## What you have to do
Please give back each entry below unaltered, leaving the pictures out.

## Material shown
■ ■ ■ ■ ■
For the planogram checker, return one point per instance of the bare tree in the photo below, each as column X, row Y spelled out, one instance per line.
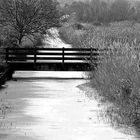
column 24, row 18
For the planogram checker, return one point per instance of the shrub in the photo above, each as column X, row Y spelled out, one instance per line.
column 117, row 80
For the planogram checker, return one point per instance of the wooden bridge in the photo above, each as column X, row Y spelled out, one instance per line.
column 56, row 59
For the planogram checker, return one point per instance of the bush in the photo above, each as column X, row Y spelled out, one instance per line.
column 70, row 35
column 117, row 80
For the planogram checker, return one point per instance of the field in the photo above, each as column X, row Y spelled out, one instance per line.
column 117, row 77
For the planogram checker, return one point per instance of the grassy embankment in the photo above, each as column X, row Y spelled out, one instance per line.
■ ■ ■ ■ ■
## Answer area
For the planogram checker, return one point per instance of the bare tree in the photo below, each as column X, row Y spelled out, one instance per line.
column 24, row 18
For the planogram checker, return one point per instance of the shrub in the photo above, each as column X, row Y spelled out, one instance per line.
column 117, row 80
For the planogram checker, return one point per instance of the wooden bridge in the photo above, each as column X, row Y spelled out, one instance per line.
column 56, row 59
For the planogram checker, return one point per instance of the bush in the photo above, each as column X, row Y spelled out, one instance per line.
column 70, row 35
column 117, row 80
For the planogram checker, return one point per instance of the field in the photo above, each as column X, row Y spelled out, one instance per line.
column 117, row 77
For the planogram checker, return one point per instance of the grassy embankment in the photo above, each as column X, row Y spelled out, one instance per line.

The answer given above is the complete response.